For many, maybe even most, such moments are, well … interesting – pleasurable mysteries, nice interludes from the sheer in-your-faceness of the material world. (But, again, not exclusively so: Henry James’s dad was famously blindsided by an “insane and abject terror” – “a vastation” – while staring into a fireplace in May, 1844.) Some might even deign to call them spiritual, but not get much more descriptive than that. The moment proves fleeting. The phone buzzes. Your kids wonder if you can drive them to Dairy Queen.

Paul Gauguin, Christ in the Garden of Olives, 1889, oil on canvas, 73 x 93 cm (Norton Museum of Art, gift of Elizabeth C. Norton Reproductions)

For others, though, the experience is nothing less than an epiphany – an intuition or infusion of the divine in the universe and an unignorable, life-changing prod both to explore that intuition and to manifest it somehow in one’s being and the world.

Eleven years ago, Katharine Lochnan had just such a “powerful sense” of this “divine immanence and transcendence,” as she puts it, while searching and researching her Celtic roots in Ireland.

It happened on a September’s day as the veteran Art Gallery of Ontario curator stared at the Burren, the famous limestone karst landscape in County Clare. Shaken and stirred, she returned home to enroll in classes in religion, spirituality and mysticism at Regis College at the Toronto School of Theology, University of Toronto. (She’s now just five courses short of a master’s degree in theological studies.) She also took painting lessons to help put the “mystical element” into a painting she was doing based on photos from the Ireland trip.

§ **Extracted information**:
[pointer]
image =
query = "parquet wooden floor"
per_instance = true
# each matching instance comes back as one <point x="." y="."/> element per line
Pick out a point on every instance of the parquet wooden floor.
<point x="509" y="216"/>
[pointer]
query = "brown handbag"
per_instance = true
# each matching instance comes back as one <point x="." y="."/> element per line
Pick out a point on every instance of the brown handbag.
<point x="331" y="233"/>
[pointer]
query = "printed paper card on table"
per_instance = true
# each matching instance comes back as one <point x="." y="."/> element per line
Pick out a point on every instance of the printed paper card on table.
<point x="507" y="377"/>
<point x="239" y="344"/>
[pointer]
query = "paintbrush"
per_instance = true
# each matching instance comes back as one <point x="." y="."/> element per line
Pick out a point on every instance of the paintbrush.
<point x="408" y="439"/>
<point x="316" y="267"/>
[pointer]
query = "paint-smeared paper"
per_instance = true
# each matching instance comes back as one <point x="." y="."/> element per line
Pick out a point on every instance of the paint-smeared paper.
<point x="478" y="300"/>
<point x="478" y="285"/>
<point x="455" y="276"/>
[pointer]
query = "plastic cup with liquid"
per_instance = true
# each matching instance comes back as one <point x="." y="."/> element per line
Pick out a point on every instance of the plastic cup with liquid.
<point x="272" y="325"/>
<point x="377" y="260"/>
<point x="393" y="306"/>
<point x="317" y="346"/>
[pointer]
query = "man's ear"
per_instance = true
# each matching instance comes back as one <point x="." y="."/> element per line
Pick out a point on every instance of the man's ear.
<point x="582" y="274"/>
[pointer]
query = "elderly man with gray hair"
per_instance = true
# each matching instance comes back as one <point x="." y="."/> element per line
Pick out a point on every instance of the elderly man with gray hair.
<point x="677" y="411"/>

§ **Exercise set**:
1. Answer these questions from the excerpt on Katharine Lochnan:
(a) When did Henry James's father experience his "insane and abject terror"?
(b) What landscape was Lochnan looking at when she had her "powerful sense" of the divine?
(c) How many courses is she short of a master's degree in theological studies?
2. Decide whether each statement agrees with the excerpt on Katharine Lochnan. Answer yes or no, and quote the words that decide it.
(a) The Gauguin painting Christ in the Garden of Olives belongs to the Norton Museum of Art.
(b) Lochnan enrolled at Regis College before she went to Ireland.
(c) Lochnan took painting lessons to help with a painting based on photos from her Ireland trip.
3. Translate this sentence from the excerpt on Katharine Lochnan into Spanish: "Shaken and stirred, she returned home to enroll in classes in religion, spirituality and mysticism at Regis College at the Toronto School of Theology, University of Toronto."

§ **Responses for each task**:
1.
(a) In May 1844, while he was staring into a fireplace.
(b) The Burren, the limestone karst landscape in County Clare.
(c) Five.

2.
(a) Yes: "(Norton Museum of Art, gift of Elizabeth C. Norton Reproductions)"
(b) No: "she returned home to enroll in classes in religion, spirituality and mysticism at Regis College"
(c) Yes: "She also took painting lessons to help put the “mystical element” into a painting she was doing based on photos from the Ireland trip."

3. Conmovida y sacudida, regresó a casa para inscribirse en clases de religión, espiritualidad y misticismo en el Regis College de la Toronto School of Theology, Universidad de Toronto.